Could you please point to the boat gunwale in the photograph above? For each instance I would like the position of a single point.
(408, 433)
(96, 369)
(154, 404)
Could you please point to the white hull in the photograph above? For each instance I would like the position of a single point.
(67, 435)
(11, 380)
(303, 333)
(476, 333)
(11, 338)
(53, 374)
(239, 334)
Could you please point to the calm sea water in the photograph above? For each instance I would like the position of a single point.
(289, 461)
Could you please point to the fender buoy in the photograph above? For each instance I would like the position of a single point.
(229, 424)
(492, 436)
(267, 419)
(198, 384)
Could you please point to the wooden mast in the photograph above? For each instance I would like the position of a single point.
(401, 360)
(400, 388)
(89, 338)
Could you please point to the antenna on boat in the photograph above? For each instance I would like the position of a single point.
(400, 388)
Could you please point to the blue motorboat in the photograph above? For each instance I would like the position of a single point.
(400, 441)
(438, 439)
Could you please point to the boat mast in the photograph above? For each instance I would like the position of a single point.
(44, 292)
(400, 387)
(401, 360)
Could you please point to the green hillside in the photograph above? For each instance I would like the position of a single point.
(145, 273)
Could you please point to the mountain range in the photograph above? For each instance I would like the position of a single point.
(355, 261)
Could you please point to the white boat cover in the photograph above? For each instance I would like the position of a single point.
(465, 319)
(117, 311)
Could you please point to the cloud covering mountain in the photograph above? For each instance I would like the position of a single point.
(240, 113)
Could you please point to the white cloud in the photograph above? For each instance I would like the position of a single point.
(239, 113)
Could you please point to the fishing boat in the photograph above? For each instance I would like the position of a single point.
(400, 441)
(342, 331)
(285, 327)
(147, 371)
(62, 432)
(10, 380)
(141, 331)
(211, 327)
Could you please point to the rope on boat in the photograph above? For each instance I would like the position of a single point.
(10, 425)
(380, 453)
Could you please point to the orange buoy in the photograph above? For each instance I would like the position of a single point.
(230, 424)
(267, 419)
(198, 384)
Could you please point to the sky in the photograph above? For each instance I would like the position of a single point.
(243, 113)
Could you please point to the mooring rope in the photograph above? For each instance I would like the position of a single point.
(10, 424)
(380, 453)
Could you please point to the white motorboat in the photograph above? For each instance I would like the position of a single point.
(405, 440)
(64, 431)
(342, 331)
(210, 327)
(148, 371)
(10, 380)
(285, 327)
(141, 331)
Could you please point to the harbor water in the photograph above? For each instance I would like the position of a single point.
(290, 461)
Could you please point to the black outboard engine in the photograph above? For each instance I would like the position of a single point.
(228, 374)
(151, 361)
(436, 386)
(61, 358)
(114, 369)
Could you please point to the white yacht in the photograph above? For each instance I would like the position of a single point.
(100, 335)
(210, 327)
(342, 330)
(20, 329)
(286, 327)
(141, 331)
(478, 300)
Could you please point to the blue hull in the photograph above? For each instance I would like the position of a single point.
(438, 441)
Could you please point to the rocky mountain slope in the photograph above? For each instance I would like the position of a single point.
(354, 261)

::::::::::

*What to work on*.
All records shown above need to be written out again verbatim.

*Answer to this task*.
Could you please point to the boat gunwale in the photograph above? For each instance I would like the position of a single point.
(408, 433)
(96, 369)
(154, 404)
Could you please point to the white hull in the photograph above? For each instance I would like the position of a single point.
(67, 435)
(11, 380)
(303, 333)
(476, 333)
(11, 338)
(53, 374)
(239, 334)
Could you please point to the calm sea water in the photograph above? For each instance I would like the position of a single point.
(289, 461)
Could you please point to the fender buoy in the photograph above? For each instance I would like the position of a single point.
(229, 424)
(492, 436)
(267, 419)
(198, 384)
Could you please point to the wooden mast in the photograph above? For each instance I would like the position of a single point.
(401, 360)
(400, 388)
(89, 338)
Could you please point to the antenna on boat in the photograph above? For each instance I would like the position of a single point.
(400, 388)
Could you please point to the blue motorboat in the photograph above? For each instance I would like the position of a single point.
(400, 441)
(438, 439)
Could you please point to the boat mast in the photograph above? For each instance I would like the position of a single point.
(44, 292)
(400, 387)
(401, 360)
Could you please point to the green hillside in the photograph above? For each instance I would like the position of a single point.
(145, 273)
Could you please point to the mountain range in the photograph above? For each instance I would like the position of a single point.
(355, 261)
Could you please point to the white boat cover in the photograph above? For each instance I would like the position of a single point.
(465, 319)
(117, 311)
Could you please point to the cloud covering mountain in the photograph above? For each instance I would like the position of a single point.
(240, 113)
Could you please point to the white cloud in the photograph above? For each instance I would like the position of a single point.
(239, 113)
Could you please point to the fishing boat in the photograph above? For each instance I would like the position of a single point.
(400, 441)
(342, 331)
(285, 327)
(147, 371)
(62, 432)
(10, 380)
(141, 331)
(211, 327)
Could you please point to the rope on boat in the photograph above? For each instance I would like the position of a single point.
(10, 425)
(380, 453)
Could you please point to the orange buoy in the photograph above? For each instance I would like the position of a single point.
(230, 424)
(267, 419)
(198, 384)
Could you please point to the sky in the photograph above? For each instance I would like the position of a single point.
(243, 113)
Could you please point to the mooring rope in the photograph above? For each instance I would like the position of a single point.
(10, 424)
(380, 453)
Could you please point to the white motorboat in the photograph above? For each instance I would like the position of a single point.
(405, 440)
(64, 431)
(342, 331)
(210, 327)
(148, 371)
(10, 380)
(285, 327)
(141, 331)
Could you please point to the harbor water in the photograph above? For each instance I would like the position of a single point.
(290, 461)
Could you please point to the black outboard engine in the photograph above? For each instance I would like the position of a single point.
(228, 374)
(151, 361)
(436, 386)
(61, 358)
(114, 369)
Could you please point to the white yacht in the photograph above? For each instance I would like the position of a single point.
(100, 335)
(210, 327)
(342, 330)
(20, 329)
(286, 327)
(141, 331)
(478, 300)
Could you please point to the blue hull in the photograph above? For each instance I would like the position of a single point.
(438, 441)
Could you please point to the rocky mountain slope in the photograph above? For each instance I would like the position of a single point.
(354, 261)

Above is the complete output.